++++ Recorded information
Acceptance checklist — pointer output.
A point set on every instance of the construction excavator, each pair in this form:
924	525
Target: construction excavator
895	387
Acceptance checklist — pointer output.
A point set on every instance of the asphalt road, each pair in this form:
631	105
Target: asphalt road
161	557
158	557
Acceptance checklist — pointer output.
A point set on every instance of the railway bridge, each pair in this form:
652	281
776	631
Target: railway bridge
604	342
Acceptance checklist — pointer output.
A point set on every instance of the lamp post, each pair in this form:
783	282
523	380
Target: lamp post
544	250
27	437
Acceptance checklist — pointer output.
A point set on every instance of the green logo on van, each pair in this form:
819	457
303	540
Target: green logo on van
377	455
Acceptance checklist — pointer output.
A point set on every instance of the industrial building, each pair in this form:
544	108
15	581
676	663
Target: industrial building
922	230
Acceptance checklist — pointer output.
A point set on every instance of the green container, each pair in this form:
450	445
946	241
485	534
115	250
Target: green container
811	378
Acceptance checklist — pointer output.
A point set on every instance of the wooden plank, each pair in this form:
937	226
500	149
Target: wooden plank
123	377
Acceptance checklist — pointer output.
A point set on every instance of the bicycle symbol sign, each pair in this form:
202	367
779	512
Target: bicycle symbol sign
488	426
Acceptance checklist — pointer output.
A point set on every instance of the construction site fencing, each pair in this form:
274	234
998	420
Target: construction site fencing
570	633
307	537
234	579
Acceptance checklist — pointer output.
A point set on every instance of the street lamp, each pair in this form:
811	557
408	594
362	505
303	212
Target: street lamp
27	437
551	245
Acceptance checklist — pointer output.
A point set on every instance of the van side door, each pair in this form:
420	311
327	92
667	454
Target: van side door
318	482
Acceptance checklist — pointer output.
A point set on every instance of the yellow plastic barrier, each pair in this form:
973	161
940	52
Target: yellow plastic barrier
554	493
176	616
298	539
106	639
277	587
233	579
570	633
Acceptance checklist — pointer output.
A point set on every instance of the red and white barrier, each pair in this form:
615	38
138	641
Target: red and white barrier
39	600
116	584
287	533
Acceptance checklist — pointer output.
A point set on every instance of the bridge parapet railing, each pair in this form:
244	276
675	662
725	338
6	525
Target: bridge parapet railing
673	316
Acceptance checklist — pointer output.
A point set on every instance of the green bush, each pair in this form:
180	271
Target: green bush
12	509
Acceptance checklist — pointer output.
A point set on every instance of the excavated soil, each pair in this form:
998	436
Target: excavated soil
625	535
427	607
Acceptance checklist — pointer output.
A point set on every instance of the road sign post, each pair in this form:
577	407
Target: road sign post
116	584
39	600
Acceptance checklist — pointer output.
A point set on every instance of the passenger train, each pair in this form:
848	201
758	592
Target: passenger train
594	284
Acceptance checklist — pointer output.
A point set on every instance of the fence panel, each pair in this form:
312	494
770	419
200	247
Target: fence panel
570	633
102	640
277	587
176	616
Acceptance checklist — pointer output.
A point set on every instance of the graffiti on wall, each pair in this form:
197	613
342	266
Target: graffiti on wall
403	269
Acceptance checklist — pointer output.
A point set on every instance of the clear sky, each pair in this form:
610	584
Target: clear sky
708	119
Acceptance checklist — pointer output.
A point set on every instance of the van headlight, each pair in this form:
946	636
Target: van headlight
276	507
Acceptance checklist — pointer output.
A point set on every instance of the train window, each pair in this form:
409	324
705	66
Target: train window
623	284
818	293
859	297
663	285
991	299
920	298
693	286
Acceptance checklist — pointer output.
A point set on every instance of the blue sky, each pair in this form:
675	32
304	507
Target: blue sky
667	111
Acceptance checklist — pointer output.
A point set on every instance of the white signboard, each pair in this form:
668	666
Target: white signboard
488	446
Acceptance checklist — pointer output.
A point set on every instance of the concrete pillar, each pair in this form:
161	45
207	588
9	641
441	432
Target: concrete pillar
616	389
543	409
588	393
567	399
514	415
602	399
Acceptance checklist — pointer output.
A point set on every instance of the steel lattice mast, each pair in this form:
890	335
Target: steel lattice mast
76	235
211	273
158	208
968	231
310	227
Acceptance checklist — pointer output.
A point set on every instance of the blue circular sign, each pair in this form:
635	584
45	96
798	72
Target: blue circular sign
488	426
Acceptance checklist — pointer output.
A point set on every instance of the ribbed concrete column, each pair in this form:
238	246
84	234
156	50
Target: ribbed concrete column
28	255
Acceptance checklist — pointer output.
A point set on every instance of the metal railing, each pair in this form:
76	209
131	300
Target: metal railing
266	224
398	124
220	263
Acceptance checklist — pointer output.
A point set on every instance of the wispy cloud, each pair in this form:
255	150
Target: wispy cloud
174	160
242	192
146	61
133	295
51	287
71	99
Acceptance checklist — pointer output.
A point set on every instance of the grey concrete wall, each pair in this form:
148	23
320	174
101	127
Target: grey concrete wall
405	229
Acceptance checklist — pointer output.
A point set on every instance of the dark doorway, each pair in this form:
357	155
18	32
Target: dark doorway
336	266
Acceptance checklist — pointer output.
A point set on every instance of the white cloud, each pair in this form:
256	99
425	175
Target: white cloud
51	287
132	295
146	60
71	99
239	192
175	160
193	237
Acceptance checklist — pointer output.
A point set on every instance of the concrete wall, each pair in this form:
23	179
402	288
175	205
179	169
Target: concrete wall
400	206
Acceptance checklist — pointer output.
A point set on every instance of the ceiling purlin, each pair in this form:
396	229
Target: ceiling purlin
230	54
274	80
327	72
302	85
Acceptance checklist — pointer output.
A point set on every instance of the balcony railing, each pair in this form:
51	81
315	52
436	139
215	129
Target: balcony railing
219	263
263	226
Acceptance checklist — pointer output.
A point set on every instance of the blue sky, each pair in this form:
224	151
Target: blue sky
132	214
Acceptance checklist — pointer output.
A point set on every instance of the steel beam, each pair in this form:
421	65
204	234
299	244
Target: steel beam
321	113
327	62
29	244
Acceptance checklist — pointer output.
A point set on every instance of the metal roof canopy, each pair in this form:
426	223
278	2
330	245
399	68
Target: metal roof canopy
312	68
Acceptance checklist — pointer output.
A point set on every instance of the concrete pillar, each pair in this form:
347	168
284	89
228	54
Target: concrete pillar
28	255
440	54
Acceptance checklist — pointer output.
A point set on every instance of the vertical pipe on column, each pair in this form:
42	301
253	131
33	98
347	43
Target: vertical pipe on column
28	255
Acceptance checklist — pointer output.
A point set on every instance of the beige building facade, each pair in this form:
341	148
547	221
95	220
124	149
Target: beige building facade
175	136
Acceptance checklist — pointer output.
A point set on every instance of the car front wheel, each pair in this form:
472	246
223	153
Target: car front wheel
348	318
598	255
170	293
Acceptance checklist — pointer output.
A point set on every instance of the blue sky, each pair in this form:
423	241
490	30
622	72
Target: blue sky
++++++++
Output every record above exactly as it appears.

Result of this exercise
Acceptance checklist — pointer output.
A point set on every instance of the construction excavator, each pair in this form:
924	525
Target: construction excavator
895	387
Acceptance checklist — pointer output.
A point set on every instance of the asphalt road, each pair in this form:
631	105
Target: asphalt road
161	557
158	557
Acceptance checklist — pointer output.
A point set on every instance of the railway bridge, each pair in this form:
652	281
776	631
Target: railway bridge
604	342
Acceptance checklist — pointer output.
A point set on every instance of the lamp post, each pair in this form:
783	282
523	380
Target: lamp post
544	250
27	437
Acceptance checklist — pointer output.
A point set on every instance of the green logo on van, each pair in this form:
819	457
303	540
Target: green logo on van
377	455
Acceptance checklist — pointer output.
A point set on every instance of the industrial building, each pair in this form:
544	108
15	581
676	663
Target: industrial building
922	230
Acceptance checklist — pointer output.
A point set on every instance of the green container, each pair in this form:
450	445
946	241
485	534
115	250
Target: green container
811	378
Acceptance checklist — pointer output.
A point set on every instance of the wooden plank, each pair in this form:
937	226
500	149
Target: wooden plank
123	377
Acceptance checklist — pointer output.
A point set on every instance of the bicycle symbol sign, each pair in this form:
202	367
779	512
Target: bicycle symbol sign
488	426
Acceptance checklist — pointer output.
A point set on every instance of the construction site fencing, each pair in this form:
274	234
998	420
Target: construction site fencing
570	633
307	537
234	579
Acceptance checklist — pointer output.
A point set on every instance of the street lamp, each pair in this form:
811	557
408	594
362	505
303	212
Target: street lamp
27	437
551	245
Acceptance checklist — pointer output.
A point set on every instance of the van side door, each pair in this form:
420	311
327	92
667	454
Target: van side door
318	482
Acceptance checklist — pointer output.
A point set on every instance of the yellow plastic barrier, each pair in this form:
973	161
940	52
Target: yellow plastic barrier
554	493
176	616
298	539
106	639
277	587
233	579
570	633
Acceptance checklist — pointer output.
A point set on every instance of the red and white barrier, each pair in this form:
615	38
138	641
Target: red and white barrier
39	600
116	584
287	533
Acceptance checklist — pointer output.
A point set on every instance of the bridge parapet railing, each pair in this form:
244	276
675	662
725	338
6	525
Target: bridge parapet railing
673	316
Acceptance checklist — pointer output.
A point set on every instance of the green bush, each pair in this form:
180	271
Target: green bush
12	509
Acceptance checklist — pointer output.
A point set on every instance of the excavated soil, each pair in this form:
998	436
Target: excavated soil
625	535
427	607
Acceptance checklist — pointer output.
A point set on every instance of the road sign post, each pair in this form:
577	407
Target: road sign post
116	584
39	600
Acceptance checklist — pointer output.
A point set on every instance of the passenger train, each pair in this form:
848	201
758	592
Target: passenger train
594	284
Acceptance checklist — pointer output.
A point set on every instance of the fence panel, each pair in this form:
312	494
770	419
200	247
Target: fence panel
570	633
102	640
277	587
176	616
Acceptance checklist — pointer output.
A point set on every instance of the graffiti on wall, each pair in this form:
197	613
342	266
Target: graffiti on wall
403	269
Acceptance checklist — pointer output.
A point set on every instance of the clear sky, each pair in this form:
610	584
Target: clear sky
708	119
Acceptance checklist — pointer output.
A point set on every instance of the van headlight, each pair in this form:
946	636
Target: van headlight
276	507
Acceptance checklist — pointer output.
A point set on every instance of the train window, each pair in this form:
409	324
705	66
Target: train window
623	284
818	293
859	297
663	285
991	299
920	298
693	286
Acceptance checklist — pointer output.
A point set on every instance of the blue sky, each pair in this form:
675	32
304	507
Target: blue sky
667	111
Acceptance checklist — pointer output.
A point set on every instance of the white signboard, each pair in this form:
668	666
Target: white signboard
488	446
Acceptance checklist — pointer output.
A point set on every instance of the concrete pillar, each pair in this form:
161	45
207	588
9	641
441	432
Target: concrete pillar
616	389
543	409
588	393
567	399
514	415
602	399
Acceptance checklist — pointer output.
A point set on every instance of the steel lattice mast, each pair in this form:
890	335
Target: steel lattice mast
76	235
211	273
158	208
968	231
310	227
Acceptance checklist — pointer output.
A point set on every instance of the blue circular sign, each pair in this form:
635	584
45	96
798	72
Target: blue circular sign
488	426
Acceptance checklist — pointer output.
A point set on every instance of the ribbed concrete column, each pair in this form:
238	246
84	234
156	50
Target: ribbed concrete column
28	255
Acceptance checklist — pointer output.
A point set on every instance of the metal railing, each pair in this form:
76	209
131	300
Target: metal railing
266	224
398	124
220	263
Acceptance checklist — pointer output.
A point set on every instance of the wispy cloud, each pair in this form:
255	150
Target: wispy cloud
174	160
242	192
146	61
133	295
51	287
71	99
Acceptance checklist — pointer output.
A point set on every instance of the grey concrete wall, each pair in this form:
148	23
320	174
101	127
Target: grey concrete wall
405	229
Acceptance checklist — pointer output.
A point set on every instance of the dark doorway, each pair in this form:
357	155
18	32
Target: dark doorway
336	266
Acceptance checklist — pointer output.
A point set on every instance of the white cloud, each pair in this form:
256	99
425	175
Target: white cloud
51	287
132	295
146	60
71	99
239	192
175	160
193	237
Acceptance checklist — pointer output.
A point set on every instance of the concrete wall, each pair in this form:
23	179
402	288
175	205
179	169
Target: concrete wall
400	206
Acceptance checklist — pointer output.
A point set on every instance of the ceiling purlin, each pair in this form:
396	229
Target: ceiling purlin
230	54
274	80
327	72
302	85
Acceptance checklist — pointer output.
A point set on every instance of the balcony railing, each pair in this form:
51	81
315	52
436	139
215	129
Target: balcony railing
219	263
263	226
Acceptance checklist — pointer output.
A point set on every instance of the blue sky, each pair in this form:
224	151
Target: blue sky
132	214
Acceptance checklist — pointer output.
A point set on every instance of the steel beam, each pair in this form:
421	65
204	234
299	244
Target: steel beam
321	113
327	62
29	244
Acceptance checklist — pointer output.
A point set on every instance of the metal roof canopy, each pair in this form:
426	223
278	2
330	245
399	68
Target: metal roof canopy
312	68
Acceptance checklist — pointer output.
A point set on every instance of the concrete pillar, each pair in this form:
347	168
284	89
228	54
Target: concrete pillar
28	255
440	54
Acceptance checklist — pointer output.
A point set on every instance of the vertical pipe on column, each pair in this form:
42	301
253	131
33	98
347	43
Target: vertical pipe on column
28	255
Acceptance checklist — pointer output.
A point set on every instance of the beige building facade, each pair in this form:
341	148
547	221
95	220
124	149
Target: beige building facade
175	136
Acceptance checklist — pointer output.
A point set on every instance of the car front wheel, each pair in this form:
472	246
223	153
Target: car front wheel
348	318
598	255
170	293
Acceptance checklist — pointer output.
A point set on every instance of the blue sky, each pair in this form:
423	241
490	30
622	72
Target: blue sky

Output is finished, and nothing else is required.